* **Description of the task**
Starting with the line that contains "like [741, 461].", set down each line through the end of the entries below, exactly and with nothing added.

[Collected data entries]
● ● ● ● ●

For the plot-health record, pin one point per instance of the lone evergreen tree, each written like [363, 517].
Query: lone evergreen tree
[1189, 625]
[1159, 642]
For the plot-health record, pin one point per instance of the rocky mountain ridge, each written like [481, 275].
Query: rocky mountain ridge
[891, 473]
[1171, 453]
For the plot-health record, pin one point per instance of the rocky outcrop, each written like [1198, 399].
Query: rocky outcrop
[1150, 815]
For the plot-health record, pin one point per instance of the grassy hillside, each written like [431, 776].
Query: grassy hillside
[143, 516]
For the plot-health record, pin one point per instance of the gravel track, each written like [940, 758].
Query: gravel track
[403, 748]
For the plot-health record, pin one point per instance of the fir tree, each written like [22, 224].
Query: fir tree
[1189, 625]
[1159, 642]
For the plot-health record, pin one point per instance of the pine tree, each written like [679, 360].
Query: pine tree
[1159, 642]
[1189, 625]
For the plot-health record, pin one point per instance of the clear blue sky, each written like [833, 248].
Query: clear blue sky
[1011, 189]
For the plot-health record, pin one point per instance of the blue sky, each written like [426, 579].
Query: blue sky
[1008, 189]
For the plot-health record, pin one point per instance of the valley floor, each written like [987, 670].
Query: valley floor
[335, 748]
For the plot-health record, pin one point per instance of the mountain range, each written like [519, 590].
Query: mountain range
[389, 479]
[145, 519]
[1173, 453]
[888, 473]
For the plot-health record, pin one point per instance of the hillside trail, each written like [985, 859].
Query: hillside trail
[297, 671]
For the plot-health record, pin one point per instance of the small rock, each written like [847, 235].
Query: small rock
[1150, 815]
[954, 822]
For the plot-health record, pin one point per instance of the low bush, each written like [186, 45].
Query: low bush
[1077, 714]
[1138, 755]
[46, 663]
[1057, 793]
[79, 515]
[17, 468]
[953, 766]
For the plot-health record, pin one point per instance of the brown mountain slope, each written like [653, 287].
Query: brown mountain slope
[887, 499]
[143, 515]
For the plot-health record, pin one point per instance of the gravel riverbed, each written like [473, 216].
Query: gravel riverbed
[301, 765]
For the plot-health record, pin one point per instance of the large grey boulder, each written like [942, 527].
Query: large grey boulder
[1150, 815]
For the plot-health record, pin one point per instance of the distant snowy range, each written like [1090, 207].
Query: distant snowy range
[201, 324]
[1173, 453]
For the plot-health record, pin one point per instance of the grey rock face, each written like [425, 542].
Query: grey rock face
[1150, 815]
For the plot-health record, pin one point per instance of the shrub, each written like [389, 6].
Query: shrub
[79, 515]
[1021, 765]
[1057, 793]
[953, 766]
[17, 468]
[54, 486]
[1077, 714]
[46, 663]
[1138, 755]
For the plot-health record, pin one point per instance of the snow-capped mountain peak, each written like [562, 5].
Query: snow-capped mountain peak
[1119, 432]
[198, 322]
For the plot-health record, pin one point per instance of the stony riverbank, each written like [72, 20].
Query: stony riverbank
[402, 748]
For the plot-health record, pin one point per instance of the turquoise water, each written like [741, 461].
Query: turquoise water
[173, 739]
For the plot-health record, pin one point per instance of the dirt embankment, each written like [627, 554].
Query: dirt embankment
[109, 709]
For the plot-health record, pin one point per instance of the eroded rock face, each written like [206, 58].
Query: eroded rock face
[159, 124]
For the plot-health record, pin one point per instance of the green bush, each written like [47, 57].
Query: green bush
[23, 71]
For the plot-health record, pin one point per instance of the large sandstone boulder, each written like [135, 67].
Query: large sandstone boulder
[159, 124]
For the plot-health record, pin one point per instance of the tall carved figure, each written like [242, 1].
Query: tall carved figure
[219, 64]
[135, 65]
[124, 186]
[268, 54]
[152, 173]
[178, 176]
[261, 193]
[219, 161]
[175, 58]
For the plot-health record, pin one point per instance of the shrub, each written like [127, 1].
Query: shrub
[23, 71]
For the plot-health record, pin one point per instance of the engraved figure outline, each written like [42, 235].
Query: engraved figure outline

● ● ● ● ●

* **Solution below**
For the plot-health record, pin one point per instance of the turquoise water, each written like [741, 461].
Query: turquoise water
[173, 739]
For the plot-health record, pin one point per instance of the dirt embankment, each written like [627, 554].
Query: dirt embankment
[109, 709]
For the plot-health record, pin one point per instance of the eroded rock face, each written like [206, 58].
Query: eroded rock face
[159, 124]
For the plot-health record, pin one point per instance of the green bush, each written like [47, 57].
Query: green bush
[23, 71]
For the plot-health record, pin one point per instance of the large sandstone boulder, each written like [135, 67].
Query: large sandstone boulder
[159, 124]
For the plot-health record, pin one point per instance of the tall carved figure, each written like [242, 1].
Query: tall carved figure
[219, 64]
[135, 65]
[124, 186]
[268, 54]
[152, 173]
[178, 176]
[261, 193]
[219, 161]
[175, 58]
For the plot-health record, pin one point per instance of the shrub, each written like [127, 1].
Query: shrub
[23, 71]
For the plot-health record, pin one point per instance of the engraved figure outline, each written like [42, 235].
Query: engraved figure outline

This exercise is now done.